→ DIRECTIONS: Produce an exact transcription of the listing below, omitting the pictures.

→ INPUT:

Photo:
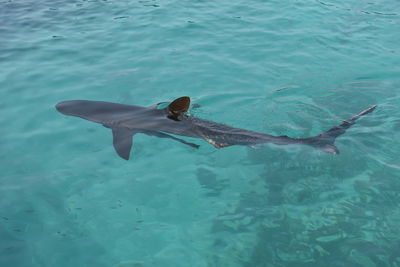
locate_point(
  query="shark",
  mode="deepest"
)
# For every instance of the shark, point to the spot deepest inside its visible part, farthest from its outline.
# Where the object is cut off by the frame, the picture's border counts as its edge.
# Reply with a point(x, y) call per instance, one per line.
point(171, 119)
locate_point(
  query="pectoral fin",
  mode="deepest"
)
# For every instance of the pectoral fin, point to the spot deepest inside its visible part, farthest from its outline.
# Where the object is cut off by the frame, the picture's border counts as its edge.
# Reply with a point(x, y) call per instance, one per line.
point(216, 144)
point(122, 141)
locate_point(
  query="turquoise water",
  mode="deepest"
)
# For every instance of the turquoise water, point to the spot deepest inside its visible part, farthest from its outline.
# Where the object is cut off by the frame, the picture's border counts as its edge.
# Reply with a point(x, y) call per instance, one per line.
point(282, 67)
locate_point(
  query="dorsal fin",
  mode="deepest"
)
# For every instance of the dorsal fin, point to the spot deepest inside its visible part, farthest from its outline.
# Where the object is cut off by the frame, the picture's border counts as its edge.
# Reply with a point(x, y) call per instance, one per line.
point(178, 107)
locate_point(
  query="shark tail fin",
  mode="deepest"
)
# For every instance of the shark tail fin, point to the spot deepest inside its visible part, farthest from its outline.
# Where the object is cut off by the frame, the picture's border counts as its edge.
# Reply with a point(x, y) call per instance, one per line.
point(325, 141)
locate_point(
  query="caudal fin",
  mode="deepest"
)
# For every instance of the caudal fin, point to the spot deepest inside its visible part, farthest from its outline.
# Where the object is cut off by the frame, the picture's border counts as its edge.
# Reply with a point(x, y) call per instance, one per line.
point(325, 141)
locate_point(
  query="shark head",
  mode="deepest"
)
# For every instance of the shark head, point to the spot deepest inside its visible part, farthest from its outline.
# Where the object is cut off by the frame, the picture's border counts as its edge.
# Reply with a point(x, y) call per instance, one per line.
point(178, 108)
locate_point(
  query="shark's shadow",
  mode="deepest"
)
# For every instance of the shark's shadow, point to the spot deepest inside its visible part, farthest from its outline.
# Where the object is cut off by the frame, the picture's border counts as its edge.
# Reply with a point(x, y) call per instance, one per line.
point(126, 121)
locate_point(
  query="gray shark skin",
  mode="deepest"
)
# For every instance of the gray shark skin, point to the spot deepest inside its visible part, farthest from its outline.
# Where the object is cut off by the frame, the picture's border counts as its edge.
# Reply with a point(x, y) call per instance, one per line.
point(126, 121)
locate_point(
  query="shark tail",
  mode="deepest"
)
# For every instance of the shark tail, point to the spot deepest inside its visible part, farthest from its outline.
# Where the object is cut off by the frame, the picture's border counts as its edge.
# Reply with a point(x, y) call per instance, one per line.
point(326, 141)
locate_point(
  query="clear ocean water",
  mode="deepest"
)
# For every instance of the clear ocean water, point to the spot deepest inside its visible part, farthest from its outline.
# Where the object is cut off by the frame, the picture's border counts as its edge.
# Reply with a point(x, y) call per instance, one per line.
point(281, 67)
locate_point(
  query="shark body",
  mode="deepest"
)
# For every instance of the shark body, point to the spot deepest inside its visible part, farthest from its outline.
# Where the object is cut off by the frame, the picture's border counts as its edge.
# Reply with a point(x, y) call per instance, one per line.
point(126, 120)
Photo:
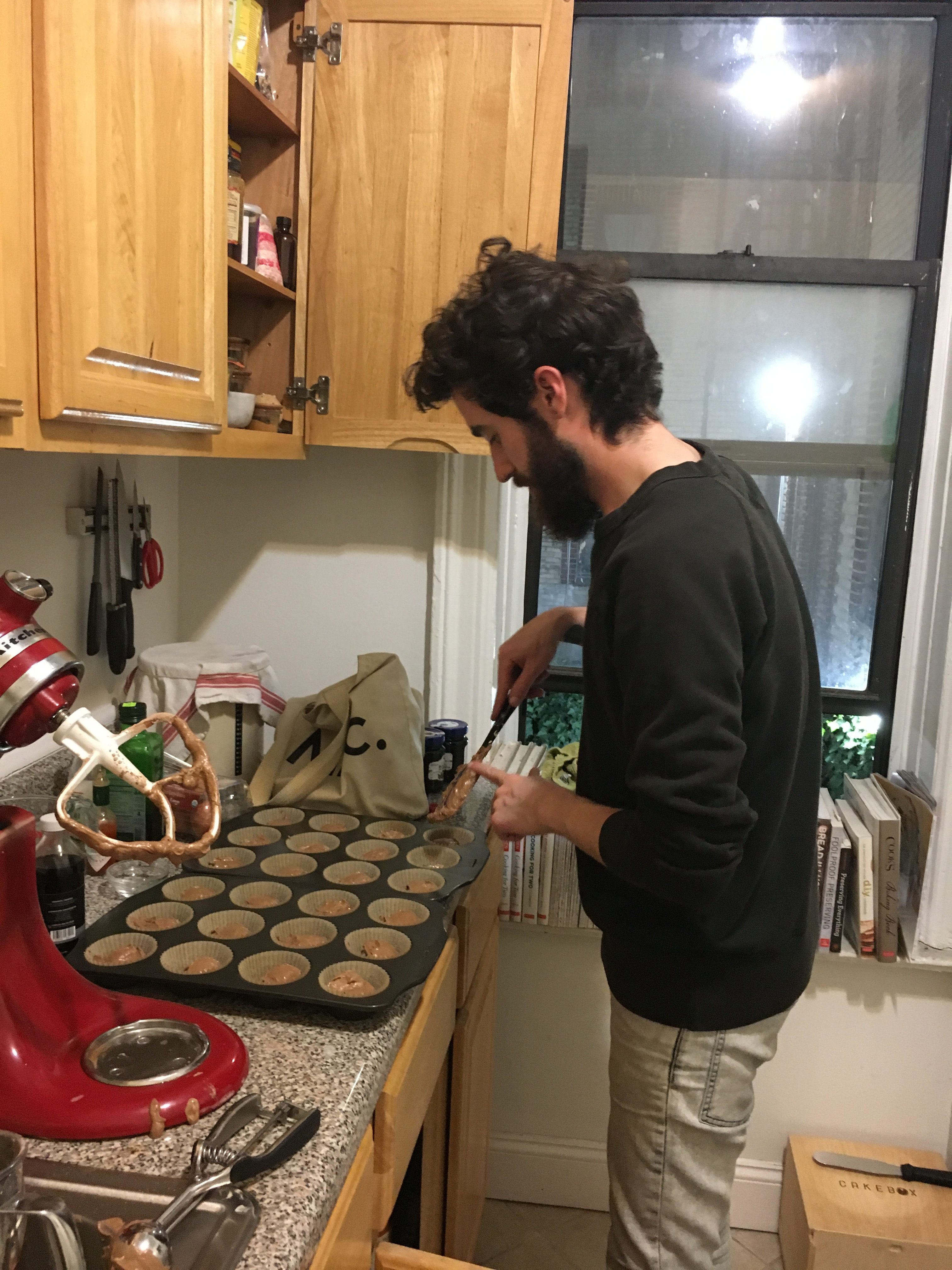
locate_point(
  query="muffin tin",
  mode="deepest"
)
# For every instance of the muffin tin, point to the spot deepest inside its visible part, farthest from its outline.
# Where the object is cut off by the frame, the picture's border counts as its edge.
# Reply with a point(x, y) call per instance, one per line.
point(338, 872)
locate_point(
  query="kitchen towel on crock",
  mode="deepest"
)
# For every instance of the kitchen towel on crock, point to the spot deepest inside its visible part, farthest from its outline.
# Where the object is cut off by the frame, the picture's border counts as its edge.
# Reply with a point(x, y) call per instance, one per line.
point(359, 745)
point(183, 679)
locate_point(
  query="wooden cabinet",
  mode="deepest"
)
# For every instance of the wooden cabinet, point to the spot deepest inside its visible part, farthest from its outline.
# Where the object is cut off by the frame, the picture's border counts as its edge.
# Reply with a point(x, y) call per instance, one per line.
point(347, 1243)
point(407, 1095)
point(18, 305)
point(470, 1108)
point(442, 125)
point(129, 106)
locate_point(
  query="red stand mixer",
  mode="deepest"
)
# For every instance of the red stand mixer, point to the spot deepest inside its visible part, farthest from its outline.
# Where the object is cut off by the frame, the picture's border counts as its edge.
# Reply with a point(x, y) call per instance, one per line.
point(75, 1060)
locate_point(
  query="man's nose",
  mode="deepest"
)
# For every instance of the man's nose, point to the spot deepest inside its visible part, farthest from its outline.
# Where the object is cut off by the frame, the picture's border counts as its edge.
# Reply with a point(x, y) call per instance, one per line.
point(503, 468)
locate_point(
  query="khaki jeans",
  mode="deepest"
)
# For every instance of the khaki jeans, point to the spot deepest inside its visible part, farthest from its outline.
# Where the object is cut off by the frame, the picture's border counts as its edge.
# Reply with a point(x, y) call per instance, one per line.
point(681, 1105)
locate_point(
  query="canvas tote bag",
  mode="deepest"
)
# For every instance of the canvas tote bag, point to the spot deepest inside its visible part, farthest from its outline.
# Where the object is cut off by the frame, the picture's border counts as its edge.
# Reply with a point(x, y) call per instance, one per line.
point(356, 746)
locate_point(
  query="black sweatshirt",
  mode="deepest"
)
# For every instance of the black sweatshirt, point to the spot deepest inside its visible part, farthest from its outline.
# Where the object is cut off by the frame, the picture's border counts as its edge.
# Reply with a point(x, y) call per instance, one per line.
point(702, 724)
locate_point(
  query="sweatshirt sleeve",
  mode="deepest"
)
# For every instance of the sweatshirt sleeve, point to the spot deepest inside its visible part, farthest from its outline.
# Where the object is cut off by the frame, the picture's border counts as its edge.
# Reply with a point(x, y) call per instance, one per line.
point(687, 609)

→ SOLUTION TO THIS TASK:
Photo:
locate_point(
  query="shark",
  mode="deepest"
)
# For every instance of the shark, point to the spot deepest inside its visible part, farthest from its outline.
# Where the object is cut off by the frame, the picture's border counts as its edge.
# Reply with a point(x, y) call per instance, one per line.
point(171, 119)
locate_point(
  query="pectoral fin",
  mode="deepest"
)
# For every instance of the pectoral fin, point to the spot deepest inside its visible part, farthest from its outline.
# Where the object is cut off by the frame, the picture's border counts as its edge.
# Reply with a point(x, y) call per instance, one per line.
point(216, 144)
point(122, 141)
locate_point(
  query="turquoise water",
  mode="deepest"
)
# For every instance of the turquoise water, point to the spot deepest inside its visible part, farthest from its outline.
# Where the object is cut off by the frame, the picture's border counts as its edge.
# Reply with a point(x, y) call per instance, one per line.
point(282, 67)
locate_point(
  query="dorsal fin",
  mode="deepest"
)
# For every instance of the dorsal fin, point to the spot deepest inside its visible part, farthest from its outline.
# Where the object is cut off by the frame, the picture's border counts as its edge.
# Reply with a point(x, y) call per instance, one per line.
point(178, 107)
locate_point(
  query="shark tail fin",
  mode="deepest"
)
# For every instance of the shark tail fin, point to the spot deepest inside its visible part, farthest from its outline.
# Where the object is cut off by the frame, the picture's border counts as its edge.
# Reply with a point(x, y) call per instance, one per line.
point(325, 141)
locate_point(
  query="caudal fin",
  mode="deepest"
)
# For every instance of the caudal fin, point to the spot deepest inside its visible part, farthest from its outline.
# Where the object is cut off by the frame, the picture's border counts as its edge.
# Reply with a point(x, y) call per instance, one per line.
point(325, 141)
locate_point(
  query="shark head",
  mode="deepest"
)
# For every instance of the shark head, point to the spot deepest inside its visible part, farthest from its outline.
# Where the object is cut off by the frame, the picture's border counts as its edge.
# Reply with a point(x, y) call per instance, one per line.
point(178, 108)
locate_point(
  query="shark's shadow",
  mode="deepest"
)
# For every instance of the shark's shadow, point to the spot deepest inside its visible part, farthest from its outline.
# Where the object is cut off by the frame, the picture's border counts as its edge.
# Reply with a point(x, y) call per instance, one per line.
point(126, 121)
locate_point(
  query="gray shark skin",
  mode="deepest"
)
# For every instance of the gray shark skin, point to the spot deepest inside its visible part, farthest from its outline.
# Where the object is cut off by the frame, the picture's border counts as its edge.
# Reply with a point(x, y) call per instance, one per line.
point(126, 121)
locate_point(
  query="shark tail",
  mode="deepest"
)
# For every instance of the shark tail, point to the spot deepest inside its visible part, farthest from its outline.
# Where the object is cut off by the frame, the picture's border counts as its edge.
# Reply with a point(x, y) call per instance, one per line.
point(326, 141)
locate_point(
  query="clear ocean water",
  mode="deepest"
)
# For every instance of the clear ocean water, point to the spot deepest inside its visible part, farthest from its outline.
# Where the object is cut off by the frame, the picture's border counts as its edge.
# Reply with a point(x, y) call per instance, one per line.
point(281, 67)
locate_point(
  query="shark body",
  mode="deepest"
)
# For every instance of the shark body, point to the spot deepest inside its visible part, farthest from its outline.
# Where the object is cut off by the frame, the picture's border counts as its edge.
# Reply with a point(x, y) call per instance, one per line.
point(126, 120)
Photo:
locate_point(
  query="muffin tin",
  mode="deepest"
)
# For every instance of the muffin tin, point to the spot deepest inside its visible part, farthest from its outline.
# Where the object is cut off by the frame, the picture's border counts as its edge.
# Reply with a point(x, y) call per instance, one per line.
point(338, 872)
locate_point(
  query="kitchen towel on crock",
  mode="deepest"
)
# For every instance of the kitchen towel on crock, point to the spot deepest inside its visible part, farthest from its outline.
# Where the object is cut off by the frame, the picture's border counts as its edge.
# Reply with a point(x, y) call per instance, one per line.
point(359, 745)
point(183, 679)
locate_point(
  query="wooden cabinet",
  mode="deepest"
)
# For every instance of the wooden cabinet, point to the spot deepest inside its visible part, farthest from its outline.
# Where the object is cut off by the frame, the picture's border counts as its edge.
# Reply with a point(x, y) call per instance, one per line.
point(347, 1243)
point(407, 1095)
point(18, 305)
point(470, 1108)
point(442, 125)
point(129, 106)
locate_point(
  query="red stand mixer",
  mode="deepest"
)
# For every instance of the red stand mixer, point to the spot deepest inside its visible part, farthest from its outline.
# Where the object is cut off by the frame, the picture's border counts as its edge.
# Reply with a point(x, y) call per instance, one per line.
point(75, 1060)
locate_point(
  query="man's nose",
  mode="deepest"
)
# For every instance of the man's nose, point to the spot deepest inside its visible part, farthest from its outline.
# Where the object is cut off by the frame, the picture's border counts as its edge.
# Reply with a point(x, y) call per instance, one per line.
point(503, 468)
locate_point(
  query="khaki jeans",
  mode="deepest"
)
# For every instance of the khaki jeans, point to the spot deepest inside its visible part, farthest from its outline.
# Where the object is cut off by the frame, the picture's border counts as its edge.
# Reply with a point(x, y) call per instance, one per line.
point(681, 1105)
locate_point(
  query="canvas tote bag",
  mode="deepest"
)
# For every instance of the canvas tote bag, point to the spot deepest inside its visible part, farthest from its outline.
# Where the object is cut off by the frame, the picture's border counts as its edge.
# Reply with a point(x, y) call per instance, one per line.
point(356, 746)
locate_point(
  query="black sweatshirt",
  mode="deepest"
)
# For every instance of the black sweatshirt, point to the spot deepest inside its visible part, farthest from its outline.
# Where the object is cut off by the frame, the picture's border counts as its edge.
# Reply with a point(x, y) call per instance, one per line.
point(702, 724)
locate_point(
  query="sweatshirt sleeve",
  mode="deepest"
)
# For every instance of the sweatshirt sleeve, point to the spot deepest inside its visible part, farthest from its outline.
# Where the object is cut off by the frame, the picture's border counts as its edge.
# Reply with a point(x, y) call per instance, one per line.
point(687, 609)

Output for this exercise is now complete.